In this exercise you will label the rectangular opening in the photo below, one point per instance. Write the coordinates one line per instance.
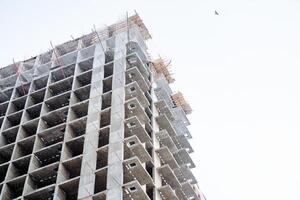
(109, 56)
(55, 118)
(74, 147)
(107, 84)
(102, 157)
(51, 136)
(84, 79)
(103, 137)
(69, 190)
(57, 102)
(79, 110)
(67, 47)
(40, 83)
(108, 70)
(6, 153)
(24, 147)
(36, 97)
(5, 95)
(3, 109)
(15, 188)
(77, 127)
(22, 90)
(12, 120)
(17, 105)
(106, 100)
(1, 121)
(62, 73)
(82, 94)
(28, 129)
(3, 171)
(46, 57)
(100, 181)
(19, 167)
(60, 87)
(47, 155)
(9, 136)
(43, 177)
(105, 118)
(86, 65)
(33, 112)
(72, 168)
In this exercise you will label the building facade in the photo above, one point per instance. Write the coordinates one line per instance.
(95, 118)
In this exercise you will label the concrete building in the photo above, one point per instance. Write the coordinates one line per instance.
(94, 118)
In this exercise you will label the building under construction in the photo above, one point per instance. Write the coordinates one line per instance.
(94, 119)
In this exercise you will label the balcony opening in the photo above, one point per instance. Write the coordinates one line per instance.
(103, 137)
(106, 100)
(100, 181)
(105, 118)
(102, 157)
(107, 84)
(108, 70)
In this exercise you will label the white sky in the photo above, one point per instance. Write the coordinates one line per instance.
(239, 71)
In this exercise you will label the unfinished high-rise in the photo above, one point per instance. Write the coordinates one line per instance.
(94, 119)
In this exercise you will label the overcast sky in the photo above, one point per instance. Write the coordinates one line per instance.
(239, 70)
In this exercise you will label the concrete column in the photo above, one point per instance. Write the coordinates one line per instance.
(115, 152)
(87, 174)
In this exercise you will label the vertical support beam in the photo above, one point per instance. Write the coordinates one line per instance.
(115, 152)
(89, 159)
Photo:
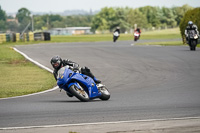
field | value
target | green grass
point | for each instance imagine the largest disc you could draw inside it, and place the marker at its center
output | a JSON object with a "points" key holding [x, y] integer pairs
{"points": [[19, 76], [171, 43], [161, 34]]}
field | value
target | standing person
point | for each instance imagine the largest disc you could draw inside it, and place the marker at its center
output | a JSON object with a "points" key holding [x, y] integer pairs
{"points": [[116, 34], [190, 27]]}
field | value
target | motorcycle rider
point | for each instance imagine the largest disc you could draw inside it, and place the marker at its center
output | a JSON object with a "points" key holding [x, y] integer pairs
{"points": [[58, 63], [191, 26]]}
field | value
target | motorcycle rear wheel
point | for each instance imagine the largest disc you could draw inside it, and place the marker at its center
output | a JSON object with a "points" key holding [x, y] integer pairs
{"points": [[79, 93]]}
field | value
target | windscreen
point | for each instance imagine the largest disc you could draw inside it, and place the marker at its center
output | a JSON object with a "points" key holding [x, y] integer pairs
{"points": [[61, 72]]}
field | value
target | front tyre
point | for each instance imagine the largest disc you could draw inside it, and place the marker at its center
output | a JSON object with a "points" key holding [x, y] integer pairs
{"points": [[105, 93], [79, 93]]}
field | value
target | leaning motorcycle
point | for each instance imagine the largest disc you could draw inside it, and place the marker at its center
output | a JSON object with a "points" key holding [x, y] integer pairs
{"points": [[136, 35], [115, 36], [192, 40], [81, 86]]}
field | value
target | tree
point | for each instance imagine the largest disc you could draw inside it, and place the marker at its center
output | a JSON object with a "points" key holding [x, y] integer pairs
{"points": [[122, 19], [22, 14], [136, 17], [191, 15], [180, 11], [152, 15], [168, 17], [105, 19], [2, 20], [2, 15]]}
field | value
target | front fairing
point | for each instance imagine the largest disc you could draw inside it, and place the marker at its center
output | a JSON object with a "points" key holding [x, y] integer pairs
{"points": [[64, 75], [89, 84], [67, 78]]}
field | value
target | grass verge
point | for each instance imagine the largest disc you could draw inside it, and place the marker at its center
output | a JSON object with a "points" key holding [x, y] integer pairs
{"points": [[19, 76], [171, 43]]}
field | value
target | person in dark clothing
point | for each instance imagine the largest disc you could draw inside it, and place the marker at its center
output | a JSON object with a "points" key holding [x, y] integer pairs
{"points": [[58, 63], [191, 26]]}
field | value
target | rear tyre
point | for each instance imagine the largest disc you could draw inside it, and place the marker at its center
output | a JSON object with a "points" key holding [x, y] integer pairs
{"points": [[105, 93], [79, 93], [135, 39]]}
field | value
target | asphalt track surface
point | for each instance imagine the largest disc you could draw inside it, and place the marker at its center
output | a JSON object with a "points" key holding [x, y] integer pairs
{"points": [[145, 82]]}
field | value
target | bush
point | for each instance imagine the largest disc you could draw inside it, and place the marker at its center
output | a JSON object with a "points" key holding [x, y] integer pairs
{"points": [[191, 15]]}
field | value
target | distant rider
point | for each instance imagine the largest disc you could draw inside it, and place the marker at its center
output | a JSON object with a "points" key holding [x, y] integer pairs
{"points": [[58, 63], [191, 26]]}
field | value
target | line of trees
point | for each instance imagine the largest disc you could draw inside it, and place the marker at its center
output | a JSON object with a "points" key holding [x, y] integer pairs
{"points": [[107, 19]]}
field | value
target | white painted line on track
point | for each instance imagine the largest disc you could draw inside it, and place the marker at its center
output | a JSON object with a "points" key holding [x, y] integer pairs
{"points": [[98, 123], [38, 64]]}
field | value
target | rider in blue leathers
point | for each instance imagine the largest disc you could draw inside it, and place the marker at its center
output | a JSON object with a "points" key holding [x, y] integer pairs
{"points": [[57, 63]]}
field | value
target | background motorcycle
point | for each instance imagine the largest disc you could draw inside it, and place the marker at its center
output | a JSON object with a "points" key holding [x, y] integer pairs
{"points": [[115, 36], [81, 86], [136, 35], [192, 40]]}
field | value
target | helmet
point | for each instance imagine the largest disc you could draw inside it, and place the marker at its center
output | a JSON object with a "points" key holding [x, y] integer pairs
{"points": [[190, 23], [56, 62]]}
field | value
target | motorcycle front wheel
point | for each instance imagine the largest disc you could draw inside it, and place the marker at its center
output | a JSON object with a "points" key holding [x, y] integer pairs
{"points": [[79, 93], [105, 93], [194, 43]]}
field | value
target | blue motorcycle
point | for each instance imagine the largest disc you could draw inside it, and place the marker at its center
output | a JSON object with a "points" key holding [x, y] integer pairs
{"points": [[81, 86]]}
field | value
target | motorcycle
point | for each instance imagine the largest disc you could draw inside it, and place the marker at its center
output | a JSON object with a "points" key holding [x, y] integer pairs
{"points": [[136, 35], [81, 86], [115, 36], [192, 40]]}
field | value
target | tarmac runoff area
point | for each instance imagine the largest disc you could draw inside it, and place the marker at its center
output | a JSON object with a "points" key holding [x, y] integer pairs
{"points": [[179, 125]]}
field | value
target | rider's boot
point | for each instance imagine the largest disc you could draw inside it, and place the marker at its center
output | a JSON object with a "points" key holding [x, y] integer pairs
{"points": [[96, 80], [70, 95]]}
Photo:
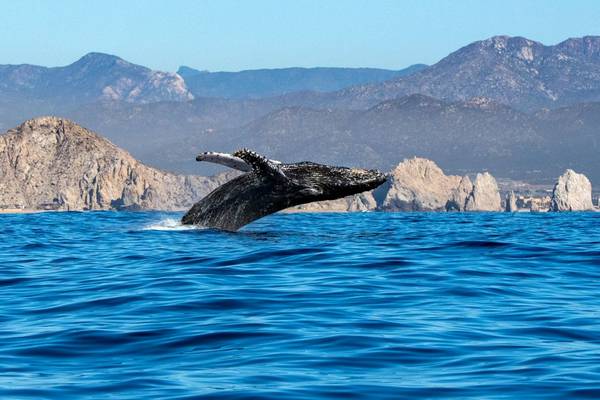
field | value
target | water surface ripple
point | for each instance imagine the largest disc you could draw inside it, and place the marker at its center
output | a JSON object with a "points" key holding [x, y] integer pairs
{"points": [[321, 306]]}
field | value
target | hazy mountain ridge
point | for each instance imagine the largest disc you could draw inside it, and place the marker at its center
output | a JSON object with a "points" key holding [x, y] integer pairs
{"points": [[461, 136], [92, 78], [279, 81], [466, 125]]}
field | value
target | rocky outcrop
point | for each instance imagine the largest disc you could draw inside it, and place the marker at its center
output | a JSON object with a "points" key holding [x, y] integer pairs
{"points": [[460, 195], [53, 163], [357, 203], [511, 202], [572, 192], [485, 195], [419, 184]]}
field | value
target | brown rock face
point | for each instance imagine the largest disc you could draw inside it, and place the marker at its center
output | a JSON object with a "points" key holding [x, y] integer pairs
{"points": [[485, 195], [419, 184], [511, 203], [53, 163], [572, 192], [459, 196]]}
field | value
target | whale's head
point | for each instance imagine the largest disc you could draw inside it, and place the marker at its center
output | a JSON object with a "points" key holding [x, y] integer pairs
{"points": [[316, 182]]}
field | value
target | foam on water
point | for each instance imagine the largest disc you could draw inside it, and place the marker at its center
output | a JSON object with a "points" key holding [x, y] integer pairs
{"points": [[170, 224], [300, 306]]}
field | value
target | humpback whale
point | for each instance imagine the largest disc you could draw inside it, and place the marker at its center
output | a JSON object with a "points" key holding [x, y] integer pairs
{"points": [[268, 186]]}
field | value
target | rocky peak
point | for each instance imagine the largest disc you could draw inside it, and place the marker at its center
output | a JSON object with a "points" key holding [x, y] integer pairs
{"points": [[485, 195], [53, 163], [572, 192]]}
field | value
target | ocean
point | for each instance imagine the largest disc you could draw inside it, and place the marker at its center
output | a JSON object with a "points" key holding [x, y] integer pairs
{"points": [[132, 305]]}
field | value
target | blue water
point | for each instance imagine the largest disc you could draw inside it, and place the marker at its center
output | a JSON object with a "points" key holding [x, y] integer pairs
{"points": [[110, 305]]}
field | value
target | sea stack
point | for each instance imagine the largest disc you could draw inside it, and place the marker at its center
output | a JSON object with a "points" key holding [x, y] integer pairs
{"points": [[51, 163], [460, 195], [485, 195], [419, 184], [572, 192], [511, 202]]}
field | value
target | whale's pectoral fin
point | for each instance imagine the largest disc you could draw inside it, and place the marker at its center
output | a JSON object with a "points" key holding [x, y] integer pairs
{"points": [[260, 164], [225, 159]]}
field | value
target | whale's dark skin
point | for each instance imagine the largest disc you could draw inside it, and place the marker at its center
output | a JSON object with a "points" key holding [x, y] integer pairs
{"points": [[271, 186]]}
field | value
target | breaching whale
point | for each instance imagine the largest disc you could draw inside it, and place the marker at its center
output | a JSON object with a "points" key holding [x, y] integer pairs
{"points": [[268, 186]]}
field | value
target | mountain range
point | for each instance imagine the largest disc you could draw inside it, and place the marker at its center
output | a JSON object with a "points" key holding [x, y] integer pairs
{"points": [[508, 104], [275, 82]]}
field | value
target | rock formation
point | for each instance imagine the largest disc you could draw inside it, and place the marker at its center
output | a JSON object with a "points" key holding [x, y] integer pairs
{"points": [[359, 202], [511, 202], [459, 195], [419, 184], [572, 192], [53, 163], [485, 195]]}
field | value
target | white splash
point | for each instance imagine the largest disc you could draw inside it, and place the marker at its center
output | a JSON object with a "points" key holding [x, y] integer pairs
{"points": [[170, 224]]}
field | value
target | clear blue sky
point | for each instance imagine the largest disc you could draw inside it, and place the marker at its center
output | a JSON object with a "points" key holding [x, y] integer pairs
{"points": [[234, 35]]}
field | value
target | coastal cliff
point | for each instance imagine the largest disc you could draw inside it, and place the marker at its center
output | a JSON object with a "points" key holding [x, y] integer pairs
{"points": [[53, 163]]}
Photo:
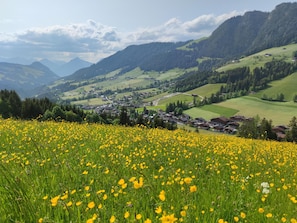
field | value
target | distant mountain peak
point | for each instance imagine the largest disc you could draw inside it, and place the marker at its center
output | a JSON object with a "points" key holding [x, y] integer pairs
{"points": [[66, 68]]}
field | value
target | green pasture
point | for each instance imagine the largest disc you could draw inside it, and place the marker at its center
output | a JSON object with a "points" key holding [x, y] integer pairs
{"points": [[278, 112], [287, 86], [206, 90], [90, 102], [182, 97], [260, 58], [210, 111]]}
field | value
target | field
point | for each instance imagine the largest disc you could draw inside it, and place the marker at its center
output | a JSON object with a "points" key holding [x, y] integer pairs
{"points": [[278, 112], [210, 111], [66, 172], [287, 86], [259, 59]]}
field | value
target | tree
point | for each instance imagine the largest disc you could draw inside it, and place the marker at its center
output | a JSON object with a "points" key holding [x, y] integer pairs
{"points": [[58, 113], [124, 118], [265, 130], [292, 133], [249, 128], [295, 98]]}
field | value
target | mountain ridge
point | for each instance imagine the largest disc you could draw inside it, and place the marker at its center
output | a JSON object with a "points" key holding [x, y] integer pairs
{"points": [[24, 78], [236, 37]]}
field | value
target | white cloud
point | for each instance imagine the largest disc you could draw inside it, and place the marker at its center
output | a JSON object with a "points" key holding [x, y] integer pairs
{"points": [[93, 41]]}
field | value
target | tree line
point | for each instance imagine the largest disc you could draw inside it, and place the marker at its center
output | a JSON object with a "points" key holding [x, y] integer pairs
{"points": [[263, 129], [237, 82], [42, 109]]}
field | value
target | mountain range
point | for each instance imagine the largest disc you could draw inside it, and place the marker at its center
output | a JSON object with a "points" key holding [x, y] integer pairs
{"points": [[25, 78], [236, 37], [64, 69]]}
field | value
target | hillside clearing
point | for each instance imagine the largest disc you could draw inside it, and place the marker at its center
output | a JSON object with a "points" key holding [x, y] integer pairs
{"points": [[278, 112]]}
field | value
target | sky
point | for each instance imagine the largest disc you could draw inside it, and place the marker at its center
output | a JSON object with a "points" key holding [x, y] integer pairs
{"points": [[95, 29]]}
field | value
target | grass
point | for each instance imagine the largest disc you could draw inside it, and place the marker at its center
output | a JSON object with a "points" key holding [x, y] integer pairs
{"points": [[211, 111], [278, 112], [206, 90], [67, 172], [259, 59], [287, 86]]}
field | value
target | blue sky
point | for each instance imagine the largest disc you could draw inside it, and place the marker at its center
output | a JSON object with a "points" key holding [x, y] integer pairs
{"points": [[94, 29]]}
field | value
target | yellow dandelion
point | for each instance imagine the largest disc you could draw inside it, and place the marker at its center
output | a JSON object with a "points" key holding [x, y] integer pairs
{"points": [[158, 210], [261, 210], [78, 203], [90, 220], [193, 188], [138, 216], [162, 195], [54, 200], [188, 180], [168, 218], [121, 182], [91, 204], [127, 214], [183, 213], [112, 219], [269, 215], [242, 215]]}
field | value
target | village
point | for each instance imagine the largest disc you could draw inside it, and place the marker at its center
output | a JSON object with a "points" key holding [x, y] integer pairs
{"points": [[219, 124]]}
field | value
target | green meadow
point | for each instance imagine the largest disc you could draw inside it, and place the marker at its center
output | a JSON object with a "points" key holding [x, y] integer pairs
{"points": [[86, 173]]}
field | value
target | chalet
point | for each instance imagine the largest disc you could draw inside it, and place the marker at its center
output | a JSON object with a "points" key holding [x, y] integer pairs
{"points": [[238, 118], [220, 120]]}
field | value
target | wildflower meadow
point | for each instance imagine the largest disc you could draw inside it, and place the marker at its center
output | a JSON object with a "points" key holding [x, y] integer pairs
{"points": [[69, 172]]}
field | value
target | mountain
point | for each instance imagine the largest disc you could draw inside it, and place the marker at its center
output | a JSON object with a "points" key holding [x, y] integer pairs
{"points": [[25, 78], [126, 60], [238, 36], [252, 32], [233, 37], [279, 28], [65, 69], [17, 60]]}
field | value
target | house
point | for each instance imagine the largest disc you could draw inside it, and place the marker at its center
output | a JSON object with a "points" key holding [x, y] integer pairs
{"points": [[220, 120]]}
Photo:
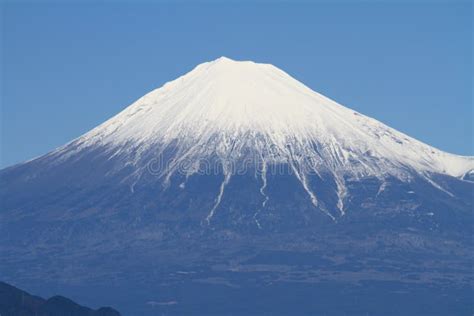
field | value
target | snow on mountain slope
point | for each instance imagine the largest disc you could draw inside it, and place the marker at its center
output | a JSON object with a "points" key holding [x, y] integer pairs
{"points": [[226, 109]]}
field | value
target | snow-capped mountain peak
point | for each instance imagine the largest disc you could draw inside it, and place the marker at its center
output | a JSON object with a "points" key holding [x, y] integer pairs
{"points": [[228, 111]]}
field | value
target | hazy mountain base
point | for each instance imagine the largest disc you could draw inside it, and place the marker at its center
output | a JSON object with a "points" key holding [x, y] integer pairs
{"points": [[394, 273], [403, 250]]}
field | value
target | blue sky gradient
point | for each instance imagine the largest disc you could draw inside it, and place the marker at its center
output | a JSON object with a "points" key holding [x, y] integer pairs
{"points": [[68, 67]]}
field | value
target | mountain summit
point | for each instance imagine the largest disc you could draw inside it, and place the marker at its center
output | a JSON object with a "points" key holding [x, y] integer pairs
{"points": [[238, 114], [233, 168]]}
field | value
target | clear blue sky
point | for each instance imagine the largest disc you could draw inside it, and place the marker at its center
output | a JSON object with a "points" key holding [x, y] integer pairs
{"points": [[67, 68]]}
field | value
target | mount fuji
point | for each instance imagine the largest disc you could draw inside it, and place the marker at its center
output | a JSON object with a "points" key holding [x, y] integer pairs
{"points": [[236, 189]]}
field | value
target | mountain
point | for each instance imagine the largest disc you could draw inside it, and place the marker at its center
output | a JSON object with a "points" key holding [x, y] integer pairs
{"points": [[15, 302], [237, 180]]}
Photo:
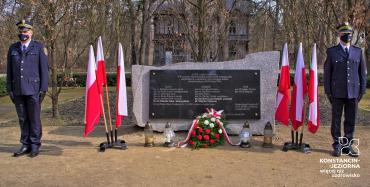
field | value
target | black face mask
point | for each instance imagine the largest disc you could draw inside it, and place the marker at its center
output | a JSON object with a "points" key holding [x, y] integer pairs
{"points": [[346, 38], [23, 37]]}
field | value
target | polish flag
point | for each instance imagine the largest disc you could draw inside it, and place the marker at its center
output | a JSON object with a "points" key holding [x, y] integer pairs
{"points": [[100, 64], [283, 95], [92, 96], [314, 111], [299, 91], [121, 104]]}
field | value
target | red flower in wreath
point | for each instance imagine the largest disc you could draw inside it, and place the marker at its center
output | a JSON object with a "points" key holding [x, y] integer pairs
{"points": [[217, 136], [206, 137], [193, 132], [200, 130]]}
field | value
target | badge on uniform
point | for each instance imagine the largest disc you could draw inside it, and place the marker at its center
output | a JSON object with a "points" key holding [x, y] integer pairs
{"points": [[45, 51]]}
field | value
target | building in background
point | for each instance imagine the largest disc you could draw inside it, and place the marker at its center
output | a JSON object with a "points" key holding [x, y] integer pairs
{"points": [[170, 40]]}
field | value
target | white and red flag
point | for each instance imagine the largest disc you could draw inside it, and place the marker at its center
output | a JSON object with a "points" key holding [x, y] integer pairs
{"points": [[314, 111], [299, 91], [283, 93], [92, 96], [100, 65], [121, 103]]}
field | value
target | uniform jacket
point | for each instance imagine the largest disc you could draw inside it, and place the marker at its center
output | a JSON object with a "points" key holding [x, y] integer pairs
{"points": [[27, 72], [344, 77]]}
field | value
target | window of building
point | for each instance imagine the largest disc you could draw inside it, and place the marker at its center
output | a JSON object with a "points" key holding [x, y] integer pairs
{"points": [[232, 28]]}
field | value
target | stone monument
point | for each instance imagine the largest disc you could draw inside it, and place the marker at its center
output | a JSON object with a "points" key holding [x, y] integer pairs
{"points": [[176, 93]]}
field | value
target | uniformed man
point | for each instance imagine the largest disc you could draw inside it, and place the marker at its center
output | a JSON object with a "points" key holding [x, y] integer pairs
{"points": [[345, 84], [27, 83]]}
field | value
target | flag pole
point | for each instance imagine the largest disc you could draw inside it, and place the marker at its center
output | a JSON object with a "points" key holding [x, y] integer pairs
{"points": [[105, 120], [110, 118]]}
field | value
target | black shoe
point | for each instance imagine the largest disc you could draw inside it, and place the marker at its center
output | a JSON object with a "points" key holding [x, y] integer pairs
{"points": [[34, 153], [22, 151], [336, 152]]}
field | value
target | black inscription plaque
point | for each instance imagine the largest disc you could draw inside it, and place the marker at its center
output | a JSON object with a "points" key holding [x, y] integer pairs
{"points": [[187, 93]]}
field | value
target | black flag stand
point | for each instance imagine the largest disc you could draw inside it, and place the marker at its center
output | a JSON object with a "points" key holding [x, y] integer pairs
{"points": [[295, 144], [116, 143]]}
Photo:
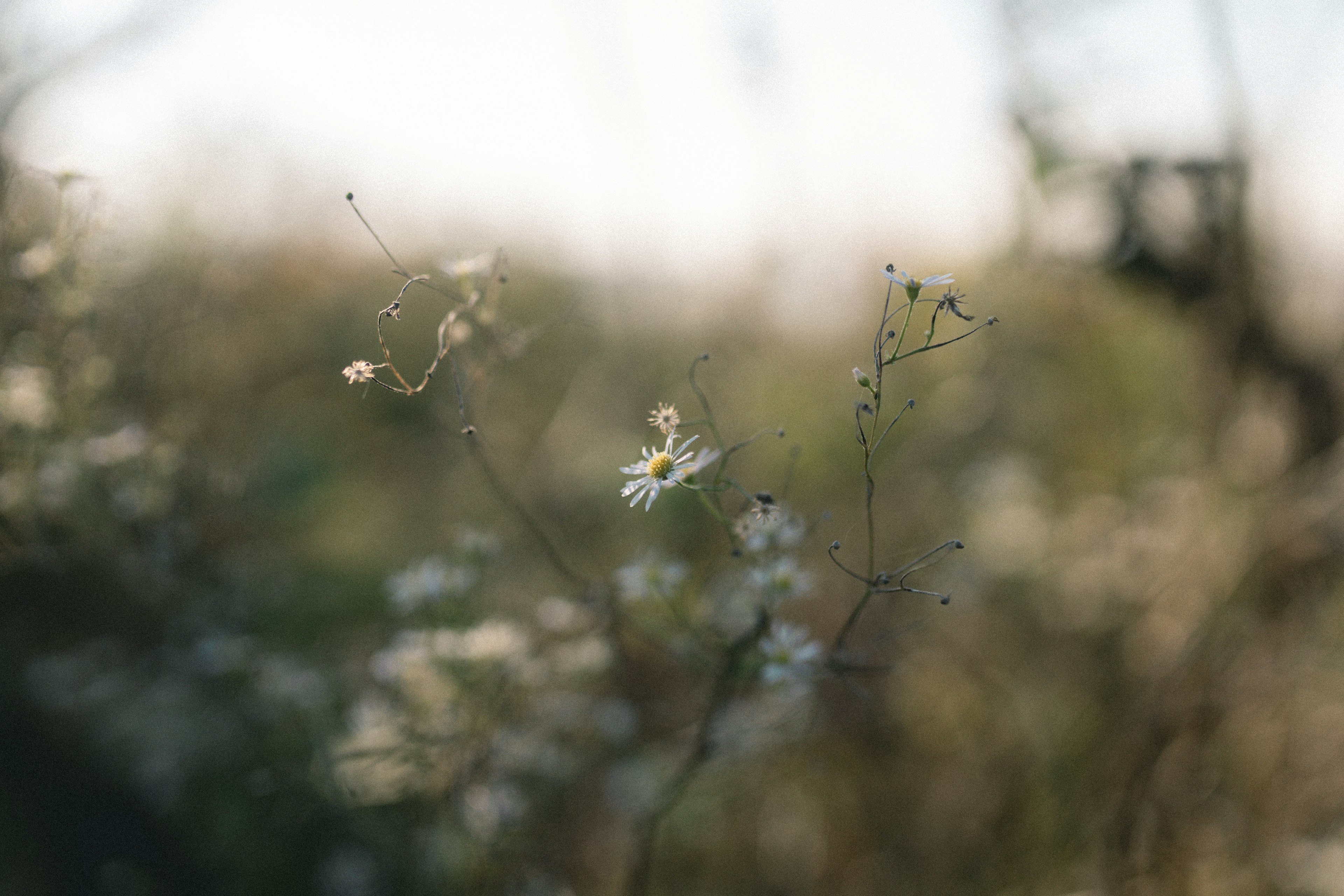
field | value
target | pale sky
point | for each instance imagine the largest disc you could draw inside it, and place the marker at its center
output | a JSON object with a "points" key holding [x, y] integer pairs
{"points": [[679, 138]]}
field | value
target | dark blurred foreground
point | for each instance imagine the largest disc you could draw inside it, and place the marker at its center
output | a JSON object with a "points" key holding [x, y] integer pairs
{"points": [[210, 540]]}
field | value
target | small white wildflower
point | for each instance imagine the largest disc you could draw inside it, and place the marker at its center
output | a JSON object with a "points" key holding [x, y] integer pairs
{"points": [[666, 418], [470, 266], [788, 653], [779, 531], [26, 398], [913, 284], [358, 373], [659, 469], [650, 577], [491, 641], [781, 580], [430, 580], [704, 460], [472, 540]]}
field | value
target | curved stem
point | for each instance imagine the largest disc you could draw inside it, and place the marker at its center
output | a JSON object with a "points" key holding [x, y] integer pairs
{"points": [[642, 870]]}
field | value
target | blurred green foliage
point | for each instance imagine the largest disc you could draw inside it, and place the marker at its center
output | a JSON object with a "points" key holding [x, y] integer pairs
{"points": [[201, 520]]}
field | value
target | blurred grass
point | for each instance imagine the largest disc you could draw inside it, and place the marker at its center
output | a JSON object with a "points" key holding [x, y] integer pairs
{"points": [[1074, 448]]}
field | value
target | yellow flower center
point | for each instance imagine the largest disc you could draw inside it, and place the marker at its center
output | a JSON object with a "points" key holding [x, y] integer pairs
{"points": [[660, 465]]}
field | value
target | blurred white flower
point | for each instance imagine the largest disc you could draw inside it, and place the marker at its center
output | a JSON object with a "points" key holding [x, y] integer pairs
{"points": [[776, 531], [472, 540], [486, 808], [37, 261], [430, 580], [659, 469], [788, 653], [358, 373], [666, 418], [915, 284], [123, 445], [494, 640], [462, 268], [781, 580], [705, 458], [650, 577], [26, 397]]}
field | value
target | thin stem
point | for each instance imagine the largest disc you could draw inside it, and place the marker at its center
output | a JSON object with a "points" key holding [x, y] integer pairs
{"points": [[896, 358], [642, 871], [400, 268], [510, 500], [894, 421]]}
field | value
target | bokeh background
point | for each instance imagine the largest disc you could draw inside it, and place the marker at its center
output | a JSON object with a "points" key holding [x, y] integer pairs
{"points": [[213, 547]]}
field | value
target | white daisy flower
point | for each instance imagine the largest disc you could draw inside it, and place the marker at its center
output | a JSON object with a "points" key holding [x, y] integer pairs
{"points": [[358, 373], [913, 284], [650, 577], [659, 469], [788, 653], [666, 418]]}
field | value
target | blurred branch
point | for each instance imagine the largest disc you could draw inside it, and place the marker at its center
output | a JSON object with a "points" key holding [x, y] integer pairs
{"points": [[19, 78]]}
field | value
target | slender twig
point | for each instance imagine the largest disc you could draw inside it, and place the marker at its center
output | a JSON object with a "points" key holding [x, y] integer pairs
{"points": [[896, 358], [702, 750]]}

**********

[WHAT IS BEING ASKED]
Identify each line in the records above that contains the word "background", and copy it out in full.

[RESULT OF THE TASK]
target | background motorcycle
target | building in background
target | bokeh background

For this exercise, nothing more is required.